Stored items
┄┄┄┄┄┄┄┄┄┄┄┄┄┄┄┄┄┄┄┄
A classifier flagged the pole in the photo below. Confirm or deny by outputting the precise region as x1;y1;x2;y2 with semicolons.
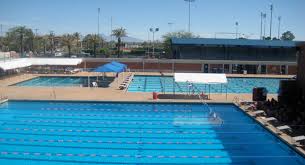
278;16;281;39
0;24;2;37
50;31;54;55
184;0;195;33
34;28;38;36
168;22;174;32
188;0;191;33
269;4;273;38
34;28;39;54
235;22;239;39
110;16;113;41
263;13;266;39
147;30;150;57
98;8;100;36
152;31;155;57
260;12;263;39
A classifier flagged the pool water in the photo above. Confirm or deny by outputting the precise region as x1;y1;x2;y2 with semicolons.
128;75;285;94
13;76;112;87
0;101;304;165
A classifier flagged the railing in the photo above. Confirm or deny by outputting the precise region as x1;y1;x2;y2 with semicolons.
198;92;224;125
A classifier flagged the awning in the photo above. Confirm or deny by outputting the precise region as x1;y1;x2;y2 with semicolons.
174;73;227;84
0;58;83;71
110;61;127;69
93;63;125;73
30;58;83;66
0;59;32;71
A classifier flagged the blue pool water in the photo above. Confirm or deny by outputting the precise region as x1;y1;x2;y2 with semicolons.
13;76;109;87
0;100;304;164
128;75;285;94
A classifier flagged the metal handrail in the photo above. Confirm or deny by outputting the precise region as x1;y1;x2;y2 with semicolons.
198;92;224;124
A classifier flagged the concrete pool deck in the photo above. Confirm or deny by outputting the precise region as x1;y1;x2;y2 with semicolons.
0;72;293;102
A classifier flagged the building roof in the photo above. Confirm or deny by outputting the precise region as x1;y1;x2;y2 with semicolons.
171;38;303;48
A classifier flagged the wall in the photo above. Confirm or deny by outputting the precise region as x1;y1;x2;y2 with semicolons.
79;58;297;74
297;45;305;96
173;45;297;62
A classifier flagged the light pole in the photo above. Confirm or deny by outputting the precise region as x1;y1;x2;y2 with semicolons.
34;28;39;55
150;27;159;57
260;12;263;39
269;4;273;38
235;22;239;39
49;31;55;55
110;16;113;41
278;16;281;39
184;0;195;33
97;8;100;35
263;13;267;39
168;22;174;32
0;24;2;37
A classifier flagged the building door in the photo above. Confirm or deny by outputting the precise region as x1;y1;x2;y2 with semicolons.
281;65;286;75
203;64;209;73
224;64;230;73
261;65;267;74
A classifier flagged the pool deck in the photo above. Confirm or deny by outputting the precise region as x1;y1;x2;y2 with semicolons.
1;72;303;156
0;72;287;103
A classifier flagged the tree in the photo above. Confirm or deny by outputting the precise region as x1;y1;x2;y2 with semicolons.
112;27;127;58
5;26;34;56
263;36;271;40
73;32;81;53
162;31;199;59
83;34;103;58
0;36;4;51
281;31;295;41
61;34;77;57
40;35;49;56
48;32;55;54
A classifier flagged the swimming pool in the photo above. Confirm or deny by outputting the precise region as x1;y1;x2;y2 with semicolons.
128;75;285;94
0;100;304;164
13;76;113;87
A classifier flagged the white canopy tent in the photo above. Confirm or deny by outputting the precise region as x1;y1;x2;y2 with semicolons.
174;73;228;99
0;58;32;71
174;73;227;84
0;58;83;71
29;58;83;66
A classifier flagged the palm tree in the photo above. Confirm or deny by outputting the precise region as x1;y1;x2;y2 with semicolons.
73;32;81;53
112;27;127;58
41;35;49;56
83;34;103;58
48;32;55;55
61;34;76;57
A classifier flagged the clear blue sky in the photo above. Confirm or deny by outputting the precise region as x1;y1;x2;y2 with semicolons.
0;0;304;40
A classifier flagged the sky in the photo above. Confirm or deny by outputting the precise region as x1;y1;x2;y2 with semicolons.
0;0;304;41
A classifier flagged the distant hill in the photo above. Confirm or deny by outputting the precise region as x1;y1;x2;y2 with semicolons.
100;34;143;43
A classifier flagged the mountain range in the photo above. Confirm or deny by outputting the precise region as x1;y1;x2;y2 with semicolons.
100;34;144;43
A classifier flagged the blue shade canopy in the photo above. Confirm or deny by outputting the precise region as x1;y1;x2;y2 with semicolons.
110;61;127;70
93;63;124;73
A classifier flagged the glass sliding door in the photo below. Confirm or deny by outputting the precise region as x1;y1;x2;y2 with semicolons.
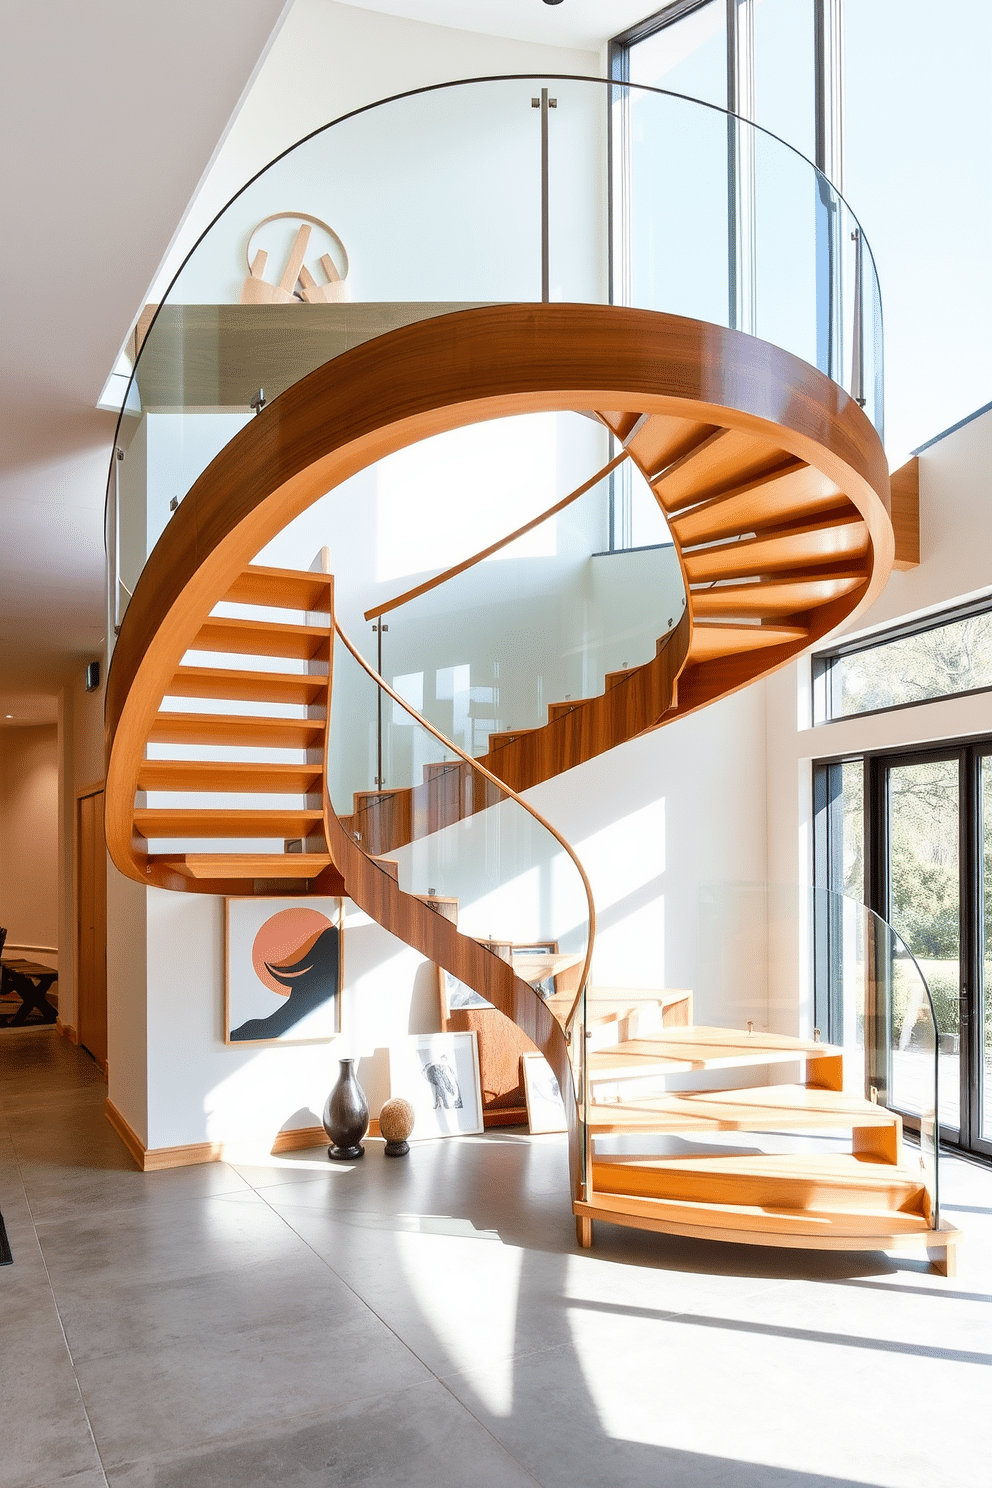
979;756;992;1148
815;740;992;1160
884;756;961;1136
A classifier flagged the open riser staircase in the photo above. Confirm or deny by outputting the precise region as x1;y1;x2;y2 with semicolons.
105;304;958;1274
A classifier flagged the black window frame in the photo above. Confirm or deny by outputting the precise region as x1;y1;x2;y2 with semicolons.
812;592;992;726
813;732;992;1161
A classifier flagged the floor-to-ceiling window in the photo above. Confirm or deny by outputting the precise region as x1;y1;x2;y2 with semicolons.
843;0;992;461
613;0;992;462
815;740;992;1159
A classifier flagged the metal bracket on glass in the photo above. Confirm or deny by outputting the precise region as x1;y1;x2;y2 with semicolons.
250;388;266;415
850;230;866;407
531;90;557;303
372;620;388;790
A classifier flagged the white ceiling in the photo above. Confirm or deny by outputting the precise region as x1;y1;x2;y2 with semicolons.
340;0;653;48
0;0;647;723
0;0;288;706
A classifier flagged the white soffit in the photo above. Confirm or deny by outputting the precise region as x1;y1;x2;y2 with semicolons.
340;1;653;48
0;0;288;694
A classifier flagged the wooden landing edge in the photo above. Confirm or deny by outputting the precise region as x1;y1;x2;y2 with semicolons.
105;1098;380;1171
573;1198;961;1274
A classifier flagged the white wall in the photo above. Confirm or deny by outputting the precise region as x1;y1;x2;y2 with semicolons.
56;672;106;1034
766;406;992;1036
0;724;59;966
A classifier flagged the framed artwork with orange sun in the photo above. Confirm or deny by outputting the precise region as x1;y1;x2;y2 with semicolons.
224;897;342;1045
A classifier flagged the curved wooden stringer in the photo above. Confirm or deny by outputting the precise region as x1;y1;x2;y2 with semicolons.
105;305;959;1271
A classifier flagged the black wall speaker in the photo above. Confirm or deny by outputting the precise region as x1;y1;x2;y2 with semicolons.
85;661;100;693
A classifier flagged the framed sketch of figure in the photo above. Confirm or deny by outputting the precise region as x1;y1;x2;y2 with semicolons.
388;1031;483;1138
224;897;342;1045
521;1051;567;1134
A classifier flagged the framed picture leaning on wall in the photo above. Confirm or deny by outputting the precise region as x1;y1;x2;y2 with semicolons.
224;897;342;1045
388;1031;483;1139
520;1051;567;1134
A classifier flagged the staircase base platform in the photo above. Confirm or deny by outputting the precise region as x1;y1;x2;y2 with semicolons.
573;1193;960;1275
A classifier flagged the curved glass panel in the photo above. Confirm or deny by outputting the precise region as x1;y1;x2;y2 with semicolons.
690;883;939;1225
110;76;884;634
329;624;590;964
328;621;591;1169
350;435;684;753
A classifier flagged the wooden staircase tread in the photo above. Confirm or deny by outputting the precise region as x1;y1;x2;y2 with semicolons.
588;1028;842;1080
687;623;808;662
669;463;844;545
576;1190;938;1238
224;566;332;611
624;416;718;479
165;854;333;880
544;987;691;1029
134;808;324;839
591;1154;925;1212
137;761;323;792
619;1027;843;1054
593;1027;842;1057
166;666;326;705
588;1082;898;1133
148;713;324;747
593;1153;917;1182
650;430;795;513
690;573;866;619
682;510;868;582
192;616;330;660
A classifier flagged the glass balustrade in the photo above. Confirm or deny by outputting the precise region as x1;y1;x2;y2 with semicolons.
338;432;685;754
108;75;884;635
328;617;592;1188
688;882;940;1227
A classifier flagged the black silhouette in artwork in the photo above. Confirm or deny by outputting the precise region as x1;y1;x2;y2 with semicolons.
230;925;339;1041
420;1053;463;1110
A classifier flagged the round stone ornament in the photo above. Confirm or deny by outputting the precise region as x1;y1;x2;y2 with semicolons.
379;1097;414;1156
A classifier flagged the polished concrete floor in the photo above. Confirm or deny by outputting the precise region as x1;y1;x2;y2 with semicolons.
1;1029;989;1488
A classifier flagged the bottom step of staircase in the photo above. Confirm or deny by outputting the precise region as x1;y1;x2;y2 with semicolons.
591;1152;924;1213
573;1191;960;1273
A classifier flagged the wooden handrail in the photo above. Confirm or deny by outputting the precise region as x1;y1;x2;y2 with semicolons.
364;449;630;621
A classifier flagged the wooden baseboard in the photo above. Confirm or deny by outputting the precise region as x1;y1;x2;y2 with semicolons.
104;1099;381;1171
56;1020;79;1044
270;1124;325;1154
104;1098;146;1169
272;1118;380;1151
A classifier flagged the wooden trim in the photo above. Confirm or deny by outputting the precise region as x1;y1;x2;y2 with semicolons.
5;943;58;957
56;1020;78;1044
270;1124;326;1153
104;1097;146;1169
889;455;920;570
573;1196;962;1257
76;779;105;801
105;1098;381;1170
365;449;630;620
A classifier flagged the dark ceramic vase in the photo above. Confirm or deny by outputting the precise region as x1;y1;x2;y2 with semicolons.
322;1057;369;1161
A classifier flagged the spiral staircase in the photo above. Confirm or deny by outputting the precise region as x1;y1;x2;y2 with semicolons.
105;303;959;1274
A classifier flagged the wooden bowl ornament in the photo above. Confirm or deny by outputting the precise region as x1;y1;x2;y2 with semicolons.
240;212;350;305
379;1097;414;1157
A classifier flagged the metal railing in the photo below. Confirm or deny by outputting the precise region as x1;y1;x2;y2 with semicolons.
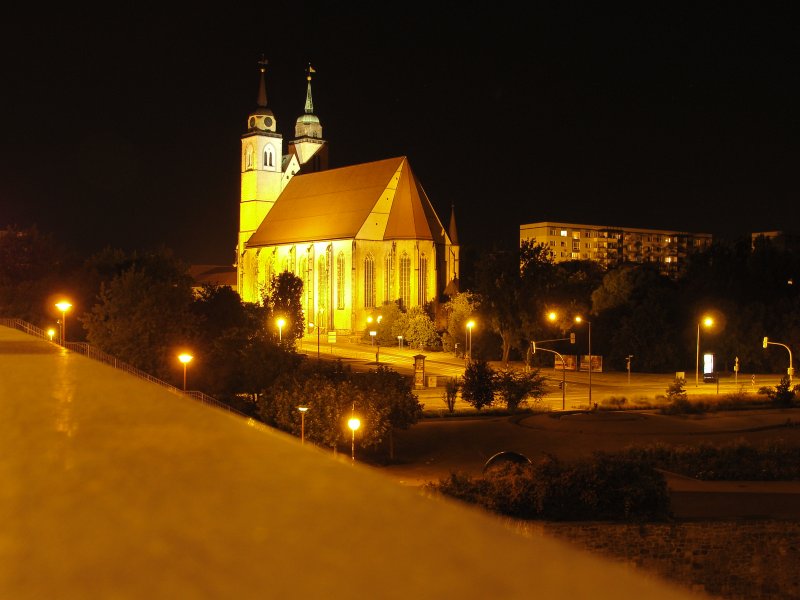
0;318;249;419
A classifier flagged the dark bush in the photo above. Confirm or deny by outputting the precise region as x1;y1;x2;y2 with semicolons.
429;454;671;521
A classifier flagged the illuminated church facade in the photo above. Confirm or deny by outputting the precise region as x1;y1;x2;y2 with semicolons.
236;62;460;335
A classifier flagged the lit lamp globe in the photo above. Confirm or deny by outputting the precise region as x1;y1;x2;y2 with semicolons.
47;328;56;342
55;300;72;345
276;317;286;342
178;353;193;391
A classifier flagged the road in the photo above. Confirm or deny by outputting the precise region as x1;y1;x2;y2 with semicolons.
297;334;779;411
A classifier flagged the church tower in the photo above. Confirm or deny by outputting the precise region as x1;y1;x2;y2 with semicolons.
288;64;328;173
238;58;284;258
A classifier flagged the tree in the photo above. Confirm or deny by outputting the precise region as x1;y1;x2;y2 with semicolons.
0;225;80;326
461;359;496;410
81;252;195;380
355;366;423;459
494;368;548;411
758;375;798;407
404;306;440;349
263;271;305;343
442;292;479;354
443;377;460;413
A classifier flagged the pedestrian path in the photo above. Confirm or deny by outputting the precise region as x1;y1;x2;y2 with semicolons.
0;325;693;599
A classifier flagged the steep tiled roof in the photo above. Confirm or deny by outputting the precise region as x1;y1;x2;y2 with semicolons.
246;157;448;247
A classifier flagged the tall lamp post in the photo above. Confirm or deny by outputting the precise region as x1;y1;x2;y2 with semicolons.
575;316;592;408
277;317;286;342
348;415;361;462
298;406;309;444
696;316;714;387
55;300;72;346
178;353;193;391
466;320;475;362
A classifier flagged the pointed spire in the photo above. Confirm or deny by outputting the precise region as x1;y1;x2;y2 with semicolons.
448;203;459;245
304;63;316;114
257;55;268;107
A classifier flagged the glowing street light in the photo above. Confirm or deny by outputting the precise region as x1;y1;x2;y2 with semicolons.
466;320;476;361
298;406;309;444
47;328;56;342
547;311;558;322
695;316;714;387
348;416;361;462
276;317;286;342
55;300;72;345
575;316;593;408
178;353;193;391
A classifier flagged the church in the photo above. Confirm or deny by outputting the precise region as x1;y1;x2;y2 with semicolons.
236;61;460;336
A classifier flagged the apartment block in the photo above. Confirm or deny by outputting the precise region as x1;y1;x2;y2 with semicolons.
520;221;712;275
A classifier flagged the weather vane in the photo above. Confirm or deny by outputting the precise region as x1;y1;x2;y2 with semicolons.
307;63;316;80
258;55;268;73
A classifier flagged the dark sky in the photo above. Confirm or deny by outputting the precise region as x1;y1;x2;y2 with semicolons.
1;4;797;265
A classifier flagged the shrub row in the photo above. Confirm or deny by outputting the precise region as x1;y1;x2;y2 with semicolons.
428;455;671;521
616;439;800;480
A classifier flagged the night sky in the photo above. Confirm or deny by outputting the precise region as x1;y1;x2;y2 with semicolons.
2;5;797;265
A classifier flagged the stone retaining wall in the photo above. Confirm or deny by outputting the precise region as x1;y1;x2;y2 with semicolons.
517;520;800;599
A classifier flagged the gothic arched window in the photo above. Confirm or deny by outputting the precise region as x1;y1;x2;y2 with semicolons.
399;252;411;309
245;144;254;170
364;254;375;308
264;144;275;169
384;252;393;303
337;251;345;309
418;253;428;305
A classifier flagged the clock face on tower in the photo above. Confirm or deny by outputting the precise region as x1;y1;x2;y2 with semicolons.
263;116;273;128
248;117;255;128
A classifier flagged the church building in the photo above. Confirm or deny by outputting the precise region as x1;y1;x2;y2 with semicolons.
236;61;460;336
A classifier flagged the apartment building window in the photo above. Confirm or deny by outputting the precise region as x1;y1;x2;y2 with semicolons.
560;230;568;237
550;229;559;236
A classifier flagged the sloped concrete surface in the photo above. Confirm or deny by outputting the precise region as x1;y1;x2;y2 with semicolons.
0;326;701;599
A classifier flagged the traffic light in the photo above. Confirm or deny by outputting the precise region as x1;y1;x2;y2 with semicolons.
570;333;576;344
763;336;769;349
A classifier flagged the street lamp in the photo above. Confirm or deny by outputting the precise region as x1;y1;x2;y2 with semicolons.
348;415;361;462
466;320;475;361
695;316;714;387
178;353;193;391
575;316;592;408
277;317;286;342
55;300;72;345
298;406;309;444
47;328;55;342
397;335;403;348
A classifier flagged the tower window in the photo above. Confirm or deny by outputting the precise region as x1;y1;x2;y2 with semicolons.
245;144;254;170
264;144;275;169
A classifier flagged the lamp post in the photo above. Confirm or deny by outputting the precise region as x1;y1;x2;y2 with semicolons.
298;406;309;444
47;328;55;342
466;320;475;362
348;415;361;462
277;317;286;342
696;316;714;387
178;353;193;391
397;335;403;348
575;316;592;408
55;300;72;345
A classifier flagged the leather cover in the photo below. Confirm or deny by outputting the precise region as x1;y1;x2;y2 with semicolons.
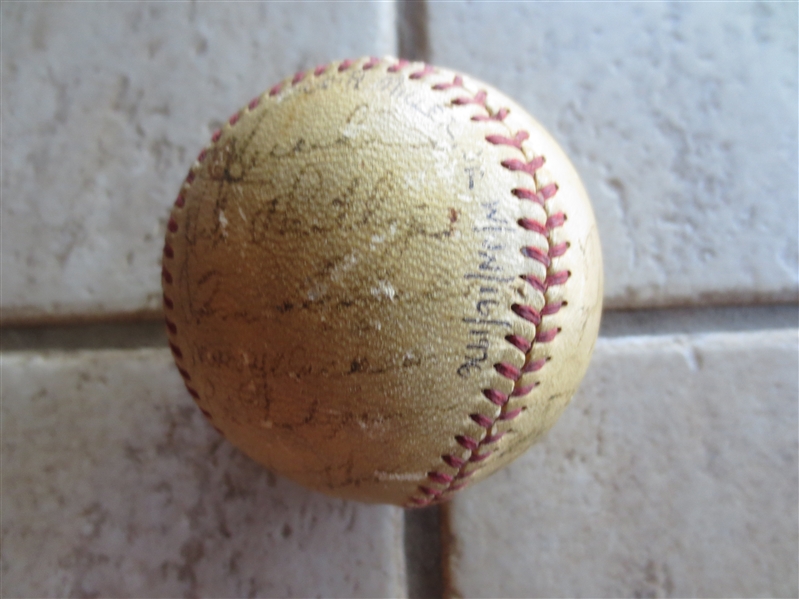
┄┄┄┄┄┄┄┄┄┄┄┄┄┄┄┄┄┄┄┄
What you need to do:
Starting at the line that holds "A classifier flagged the sloped", retype every line through the end of the data, both ends included. Pictures stay out of the copy.

Task result:
A classifier flagged the sloped concrete surface in the photo above. Confirm or deny by outputting the precise region as x1;y1;x2;y2 with semicolons.
0;326;701;599
A classifier flagged the traffic light in the photo above. Confirm or deny by outputting the precise region as x1;y1;x2;y2 with semicolons.
570;333;576;344
763;336;769;349
A classifier flagged the street lamp in the photo above. Confirm or deny by outputting the precise region as x1;y1;x2;y2 with semicolons.
348;415;361;462
466;320;475;361
695;316;714;387
178;353;193;391
575;316;592;408
277;317;286;342
55;300;72;345
298;406;309;444
47;328;55;342
397;335;403;348
A classifier flagged the tower window in the photo above. Confirm or deny by outputting the precise region as x1;y1;x2;y2 with semicolons.
245;144;254;170
264;144;275;169
A classifier flagged the lamp post in the photo above. Confirm or deny by outputting the precise region as x1;y1;x2;y2 with semicolons.
298;406;309;444
47;328;55;342
466;320;475;362
348;415;361;462
277;317;286;342
696;316;714;387
178;353;193;391
397;335;403;348
575;316;592;408
55;300;72;345
A classifier flagged the leather cover in the photo below. Confirm or deny by outputting the precise region as x1;y1;x2;y2 with semicolons.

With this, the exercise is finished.